__Extracted data entries__.

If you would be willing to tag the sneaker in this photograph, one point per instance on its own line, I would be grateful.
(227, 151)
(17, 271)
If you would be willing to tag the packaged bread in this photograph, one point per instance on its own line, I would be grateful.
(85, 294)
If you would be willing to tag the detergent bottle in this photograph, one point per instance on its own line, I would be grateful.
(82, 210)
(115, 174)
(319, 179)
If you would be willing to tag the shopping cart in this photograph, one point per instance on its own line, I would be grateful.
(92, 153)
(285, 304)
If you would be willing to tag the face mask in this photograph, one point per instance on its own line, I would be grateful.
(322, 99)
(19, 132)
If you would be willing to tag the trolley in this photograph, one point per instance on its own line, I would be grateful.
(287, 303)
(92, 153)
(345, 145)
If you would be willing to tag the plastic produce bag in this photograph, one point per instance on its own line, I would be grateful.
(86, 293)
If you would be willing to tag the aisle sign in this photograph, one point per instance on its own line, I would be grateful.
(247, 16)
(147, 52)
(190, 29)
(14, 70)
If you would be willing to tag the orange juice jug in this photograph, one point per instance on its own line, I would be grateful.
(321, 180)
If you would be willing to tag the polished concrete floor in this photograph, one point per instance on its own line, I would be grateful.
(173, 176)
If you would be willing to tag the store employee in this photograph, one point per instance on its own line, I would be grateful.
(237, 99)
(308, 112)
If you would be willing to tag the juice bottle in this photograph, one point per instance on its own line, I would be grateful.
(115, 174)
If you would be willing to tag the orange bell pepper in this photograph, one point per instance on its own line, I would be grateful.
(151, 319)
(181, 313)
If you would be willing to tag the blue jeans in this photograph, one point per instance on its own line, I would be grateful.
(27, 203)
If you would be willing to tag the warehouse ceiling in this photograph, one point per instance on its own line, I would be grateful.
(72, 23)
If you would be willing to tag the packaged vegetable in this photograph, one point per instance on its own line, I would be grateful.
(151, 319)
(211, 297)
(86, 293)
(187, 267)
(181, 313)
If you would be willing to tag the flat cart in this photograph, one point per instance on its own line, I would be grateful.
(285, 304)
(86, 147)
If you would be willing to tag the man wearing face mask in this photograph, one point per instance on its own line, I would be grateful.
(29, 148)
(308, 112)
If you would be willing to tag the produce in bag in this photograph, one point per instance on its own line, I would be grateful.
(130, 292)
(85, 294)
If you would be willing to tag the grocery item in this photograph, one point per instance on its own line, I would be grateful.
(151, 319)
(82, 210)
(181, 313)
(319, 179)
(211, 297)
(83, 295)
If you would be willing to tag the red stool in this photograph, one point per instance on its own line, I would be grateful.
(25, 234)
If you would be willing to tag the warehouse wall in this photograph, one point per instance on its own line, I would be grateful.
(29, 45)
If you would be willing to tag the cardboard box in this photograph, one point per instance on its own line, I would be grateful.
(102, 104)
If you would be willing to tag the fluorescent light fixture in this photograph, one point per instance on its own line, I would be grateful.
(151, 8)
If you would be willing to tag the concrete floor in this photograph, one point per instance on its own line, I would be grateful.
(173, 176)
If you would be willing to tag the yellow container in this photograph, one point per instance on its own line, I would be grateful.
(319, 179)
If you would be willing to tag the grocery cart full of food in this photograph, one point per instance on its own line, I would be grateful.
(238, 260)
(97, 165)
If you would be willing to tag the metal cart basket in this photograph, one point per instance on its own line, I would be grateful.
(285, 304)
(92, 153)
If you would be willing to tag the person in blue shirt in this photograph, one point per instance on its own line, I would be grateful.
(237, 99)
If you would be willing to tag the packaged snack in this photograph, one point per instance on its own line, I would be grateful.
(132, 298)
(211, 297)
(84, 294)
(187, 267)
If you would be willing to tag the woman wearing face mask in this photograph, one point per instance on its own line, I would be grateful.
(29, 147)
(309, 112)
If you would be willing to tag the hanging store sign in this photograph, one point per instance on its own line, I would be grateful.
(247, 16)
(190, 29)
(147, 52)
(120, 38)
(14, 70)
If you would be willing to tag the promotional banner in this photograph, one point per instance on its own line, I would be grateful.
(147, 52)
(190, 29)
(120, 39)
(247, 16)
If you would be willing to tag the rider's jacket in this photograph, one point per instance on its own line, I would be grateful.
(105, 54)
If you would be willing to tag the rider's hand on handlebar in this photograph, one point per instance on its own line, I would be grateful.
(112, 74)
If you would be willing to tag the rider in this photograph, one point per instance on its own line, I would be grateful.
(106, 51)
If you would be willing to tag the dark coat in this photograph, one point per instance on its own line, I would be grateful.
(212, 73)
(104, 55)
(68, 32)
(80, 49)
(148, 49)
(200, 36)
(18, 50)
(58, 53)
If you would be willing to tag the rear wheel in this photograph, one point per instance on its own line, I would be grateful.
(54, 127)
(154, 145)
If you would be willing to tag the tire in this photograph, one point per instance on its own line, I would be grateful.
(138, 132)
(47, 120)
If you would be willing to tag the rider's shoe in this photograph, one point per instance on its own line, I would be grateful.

__Work required__.
Word for word, write out each of the records above.

__Response for this exercise__.
If you would be willing to tag the sneaker in this photograph, one point per instance on its own line, I would be grateful.
(227, 151)
(17, 271)
If you would be willing to tag the packaged bread in this photograph, one point per instance on its own line, I would be grateful.
(85, 294)
If you would be willing to tag the detergent bottle in this photograph, one point per instance on its own line, I would be grateful.
(82, 210)
(115, 174)
(319, 179)
If you would be willing to tag the shopping cart in this photograph, one point per instance on its own line, I would be grateful.
(92, 153)
(285, 304)
If you would be willing to tag the face mask in this photograph, one point per instance on its own line, I would be grateful.
(322, 99)
(19, 132)
If you would be willing to tag the trolley in this photograph, one point per instance on its own line, I would be grateful.
(287, 303)
(92, 153)
(345, 145)
If you would be willing to tag the plastic produce bag in this photograph, one point per instance on its own line, I would be grateful.
(86, 293)
If you would be willing to tag the aisle sign in this photograph, one point per instance on its own line, I would be grateful.
(247, 16)
(147, 52)
(190, 29)
(14, 70)
If you would be willing to tag the orange juice jug in this photograph, one point per instance on its own line, I would be grateful.
(321, 180)
If you would be willing to tag the polished concrete floor in this photograph, one point per instance on its own line, I would be grateful.
(173, 176)
If you would be willing to tag the store employee in this photograph, one point per instance on its own line, I would be grateful.
(237, 99)
(308, 112)
If you would be willing to tag the juice bottle in this photograph, one point per instance on its own line, I would be grateful.
(115, 174)
If you would be willing to tag the orange bell pepper in this photograph, one point per instance on its own line, I would be grateful.
(151, 319)
(181, 313)
If you would be willing to tag the blue jeans in this photograph, one point per instance on its own line, I would be grateful.
(27, 203)
If you would be willing to tag the warehouse ceiling in this photograph, one point per instance on its own line, I would be grateful.
(72, 23)
If you would be willing to tag the packaged vegetable in this photograph, one point per instance on its own line, I would be grateful.
(151, 319)
(211, 297)
(86, 293)
(187, 267)
(181, 313)
If you would be willing to tag the flat cart in this photograph, one point per instance on its own line, I would be grateful.
(285, 304)
(86, 147)
If you would be willing to tag the man wearing face mask in this photograph, one point per instance on its own line, I would be grateful.
(29, 148)
(308, 112)
If you would be willing to tag the produce in bag in this photograph, one point per instance on its own line, I would be grateful.
(130, 292)
(85, 294)
If you would be willing to tag the grocery item in this photograph, one point per instance on its own line, I would be grateful.
(151, 319)
(82, 210)
(181, 313)
(319, 179)
(211, 297)
(83, 295)
If you would be willing to tag the red stool in this photograph, one point per instance on its own line, I would be grateful.
(25, 234)
If you would be willing to tag the warehouse wall in this photograph, one point per instance on its own line, I would be grateful.
(29, 45)
If you would be willing to tag the cardboard box in this photograph, one point per instance on its own line, I would be grateful.
(102, 104)
If you would be willing to tag the fluorescent light fixture in this photograph, one point per instance on its own line, I would be grateful.
(151, 8)
If you would be willing to tag the concrete floor in this photograph, one point per instance on its own line, I would be grateful.
(173, 176)
If you would be willing to tag the yellow container in this photograph, one point per instance on its own line, I would be grateful.
(319, 179)
If you would be willing to tag the grocery cart full of food in this photograph, one point per instance on its own line, I would be grateful.
(238, 260)
(97, 165)
If you would be willing to tag the metal cart basket in this photograph, one point per instance on its own line, I would be grateful.
(285, 304)
(92, 153)
If you would be willing to tag the person in blue shirt in this photograph, one point per instance on its own line, I would be grateful.
(237, 99)
If you would be willing to tag the packaged snack in this photograph, one point per instance on its own line, I would be grateful.
(132, 298)
(211, 297)
(84, 294)
(187, 267)
If you would be willing to tag the woman wearing face mask in this photograph, one point per instance on its own line, I would be grateful.
(29, 147)
(309, 112)
If you would be willing to tag the hanging store sign in this photograph, one point per instance on its own line, I would be grateful.
(247, 16)
(190, 29)
(147, 52)
(120, 38)
(14, 70)
If you would be willing to tag the promotional banner in this photograph, one point per instance on its own line, I would be grateful.
(147, 52)
(190, 29)
(120, 39)
(247, 16)
If you would be willing to tag the rider's jacket in this photograph, one point per instance on its own line, I would be grateful.
(105, 54)
If you would be willing to tag the rider's hand on handlebar in this photograph, one point per instance on its own line, I would be grateful.
(112, 74)
If you would be willing to tag the rider in this photograph, one point per instance on its own line, I would be grateful.
(106, 51)
If you would be willing to tag the dark coat in this photograph, one point per instance on its own line, I would be grateful.
(212, 73)
(104, 55)
(68, 32)
(80, 49)
(148, 49)
(200, 36)
(18, 50)
(58, 53)
If you would be willing to tag the rear wheel in this photograph, one point per instance on its own line, I would be grateful.
(54, 127)
(154, 145)
If you would be willing to tag the tire in this photograph, one point per instance on its own line, I would be grateful.
(138, 132)
(47, 120)
If you would be willing to tag the rider's shoe in this photograph, one point per instance on its own line, I would be grateful.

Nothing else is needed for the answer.